Problem description -
Rewrite the stretch of the data below from the line containing "Target: mattress" through the line containing "x=323, y=152", keeping the requests, and shift every x and y coordinate in the answers by -52.

Material -
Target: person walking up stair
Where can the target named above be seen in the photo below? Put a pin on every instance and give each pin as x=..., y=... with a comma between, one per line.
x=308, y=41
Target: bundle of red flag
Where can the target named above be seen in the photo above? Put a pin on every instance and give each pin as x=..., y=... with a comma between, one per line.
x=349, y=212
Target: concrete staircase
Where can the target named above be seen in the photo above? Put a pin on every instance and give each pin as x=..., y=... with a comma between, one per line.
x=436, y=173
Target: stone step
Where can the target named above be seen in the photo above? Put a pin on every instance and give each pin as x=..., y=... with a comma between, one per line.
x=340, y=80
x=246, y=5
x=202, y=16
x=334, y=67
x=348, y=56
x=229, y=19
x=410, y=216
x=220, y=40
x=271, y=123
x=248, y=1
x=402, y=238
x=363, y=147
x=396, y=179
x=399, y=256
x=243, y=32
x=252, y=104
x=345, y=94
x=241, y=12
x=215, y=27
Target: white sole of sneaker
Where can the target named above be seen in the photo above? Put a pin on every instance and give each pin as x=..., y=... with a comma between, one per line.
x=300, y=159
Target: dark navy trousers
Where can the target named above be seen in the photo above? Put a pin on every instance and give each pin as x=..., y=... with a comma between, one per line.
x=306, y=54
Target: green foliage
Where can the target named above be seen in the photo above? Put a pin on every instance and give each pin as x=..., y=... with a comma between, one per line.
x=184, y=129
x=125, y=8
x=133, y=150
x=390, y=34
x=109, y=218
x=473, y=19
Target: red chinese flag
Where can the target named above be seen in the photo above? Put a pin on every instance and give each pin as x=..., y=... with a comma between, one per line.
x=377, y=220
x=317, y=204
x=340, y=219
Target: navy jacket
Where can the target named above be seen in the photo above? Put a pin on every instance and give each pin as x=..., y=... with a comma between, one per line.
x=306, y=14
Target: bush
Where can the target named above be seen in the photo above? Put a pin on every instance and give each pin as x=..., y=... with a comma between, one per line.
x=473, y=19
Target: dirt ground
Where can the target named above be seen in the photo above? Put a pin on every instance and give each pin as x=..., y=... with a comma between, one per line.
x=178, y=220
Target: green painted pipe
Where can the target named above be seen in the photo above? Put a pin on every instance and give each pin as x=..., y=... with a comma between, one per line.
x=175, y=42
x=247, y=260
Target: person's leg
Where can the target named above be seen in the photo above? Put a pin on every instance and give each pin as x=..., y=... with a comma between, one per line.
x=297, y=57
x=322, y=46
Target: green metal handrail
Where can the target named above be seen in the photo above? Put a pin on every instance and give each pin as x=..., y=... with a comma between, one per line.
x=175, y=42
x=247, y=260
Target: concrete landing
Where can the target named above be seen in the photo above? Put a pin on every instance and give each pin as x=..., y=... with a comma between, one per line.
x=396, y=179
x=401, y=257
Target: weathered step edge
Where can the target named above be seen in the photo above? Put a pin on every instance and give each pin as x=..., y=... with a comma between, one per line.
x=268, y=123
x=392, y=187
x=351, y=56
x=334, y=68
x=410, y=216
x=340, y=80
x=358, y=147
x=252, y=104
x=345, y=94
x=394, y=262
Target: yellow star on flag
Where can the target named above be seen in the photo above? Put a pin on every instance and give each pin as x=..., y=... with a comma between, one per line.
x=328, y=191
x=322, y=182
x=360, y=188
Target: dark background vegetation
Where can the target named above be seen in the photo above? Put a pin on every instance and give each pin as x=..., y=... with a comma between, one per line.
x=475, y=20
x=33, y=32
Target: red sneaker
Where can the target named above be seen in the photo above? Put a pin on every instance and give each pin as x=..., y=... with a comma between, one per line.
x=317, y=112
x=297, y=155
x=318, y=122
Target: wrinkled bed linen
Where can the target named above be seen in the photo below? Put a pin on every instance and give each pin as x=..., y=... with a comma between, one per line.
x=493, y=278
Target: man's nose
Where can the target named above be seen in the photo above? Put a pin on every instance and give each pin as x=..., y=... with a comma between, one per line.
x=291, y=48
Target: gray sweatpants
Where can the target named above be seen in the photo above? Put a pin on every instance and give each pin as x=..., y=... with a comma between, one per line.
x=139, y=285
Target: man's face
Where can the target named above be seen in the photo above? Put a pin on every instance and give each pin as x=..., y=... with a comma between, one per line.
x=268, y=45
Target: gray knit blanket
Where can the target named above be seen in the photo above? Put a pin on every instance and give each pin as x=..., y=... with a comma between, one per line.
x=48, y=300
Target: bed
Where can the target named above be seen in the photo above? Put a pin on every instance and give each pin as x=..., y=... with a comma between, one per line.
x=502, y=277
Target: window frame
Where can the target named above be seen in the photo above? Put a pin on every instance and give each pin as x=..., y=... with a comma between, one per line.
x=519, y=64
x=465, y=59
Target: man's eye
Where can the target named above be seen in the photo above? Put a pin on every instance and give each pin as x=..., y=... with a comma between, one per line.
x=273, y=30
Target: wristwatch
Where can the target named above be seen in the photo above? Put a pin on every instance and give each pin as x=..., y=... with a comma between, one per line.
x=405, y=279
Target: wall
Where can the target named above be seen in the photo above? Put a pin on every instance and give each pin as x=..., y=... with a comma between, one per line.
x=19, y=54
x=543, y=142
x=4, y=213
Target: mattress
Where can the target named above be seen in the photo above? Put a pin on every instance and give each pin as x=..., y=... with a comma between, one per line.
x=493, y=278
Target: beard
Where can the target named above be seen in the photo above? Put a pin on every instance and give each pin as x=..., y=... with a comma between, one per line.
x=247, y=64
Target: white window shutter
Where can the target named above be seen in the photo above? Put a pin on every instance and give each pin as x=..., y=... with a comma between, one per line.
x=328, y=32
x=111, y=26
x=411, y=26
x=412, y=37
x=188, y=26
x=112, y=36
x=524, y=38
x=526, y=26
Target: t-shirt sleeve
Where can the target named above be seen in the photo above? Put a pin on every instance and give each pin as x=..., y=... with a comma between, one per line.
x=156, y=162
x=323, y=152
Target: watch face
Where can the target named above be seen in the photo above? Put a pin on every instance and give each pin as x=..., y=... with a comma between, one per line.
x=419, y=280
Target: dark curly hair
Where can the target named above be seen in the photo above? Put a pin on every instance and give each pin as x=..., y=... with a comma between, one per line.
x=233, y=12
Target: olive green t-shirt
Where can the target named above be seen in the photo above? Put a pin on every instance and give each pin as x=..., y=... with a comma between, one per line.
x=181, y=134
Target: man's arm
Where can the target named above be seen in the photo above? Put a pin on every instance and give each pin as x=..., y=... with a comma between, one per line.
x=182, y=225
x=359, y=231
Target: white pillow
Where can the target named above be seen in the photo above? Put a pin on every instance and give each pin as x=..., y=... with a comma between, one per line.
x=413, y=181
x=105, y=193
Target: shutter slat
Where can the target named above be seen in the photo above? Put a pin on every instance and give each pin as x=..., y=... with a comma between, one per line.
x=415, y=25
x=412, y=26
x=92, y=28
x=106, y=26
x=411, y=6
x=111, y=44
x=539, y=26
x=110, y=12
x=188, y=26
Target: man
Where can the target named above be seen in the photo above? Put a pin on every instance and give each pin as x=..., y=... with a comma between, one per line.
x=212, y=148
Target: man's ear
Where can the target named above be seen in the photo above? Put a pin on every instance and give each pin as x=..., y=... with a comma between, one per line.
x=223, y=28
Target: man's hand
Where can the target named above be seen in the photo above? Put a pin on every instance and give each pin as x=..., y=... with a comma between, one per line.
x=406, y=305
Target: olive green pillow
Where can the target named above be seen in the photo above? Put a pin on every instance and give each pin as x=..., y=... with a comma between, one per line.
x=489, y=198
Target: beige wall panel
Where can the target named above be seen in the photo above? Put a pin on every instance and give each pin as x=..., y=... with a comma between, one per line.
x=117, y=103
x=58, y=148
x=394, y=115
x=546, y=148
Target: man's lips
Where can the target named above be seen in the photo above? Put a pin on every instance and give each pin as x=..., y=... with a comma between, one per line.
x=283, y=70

Output -
Target: mattress
Where can the target named above be seen in the photo above? Put a pin on every instance and give each pin as x=..., y=... with a comma between, one per line.
x=441, y=226
Target: beard
Where can the target named above be seen in the photo above? Put a pin on every instance and give each pin as x=..., y=... with a comma between, one per line.
x=195, y=12
Target: white window shutter
Where can the target named above be seen in the photo above? Put a pin on every instance and give each pin as x=..., y=... with a comma between, one per line.
x=276, y=-20
x=59, y=-26
x=359, y=-26
x=360, y=-15
x=136, y=-26
x=60, y=-16
x=472, y=-14
x=474, y=-26
Target: t-shirt sleeve
Where can the target named above be seen in the photo above? Put a pin on every instance and give each pin as x=..., y=... with a comma between, one per line.
x=104, y=110
x=271, y=100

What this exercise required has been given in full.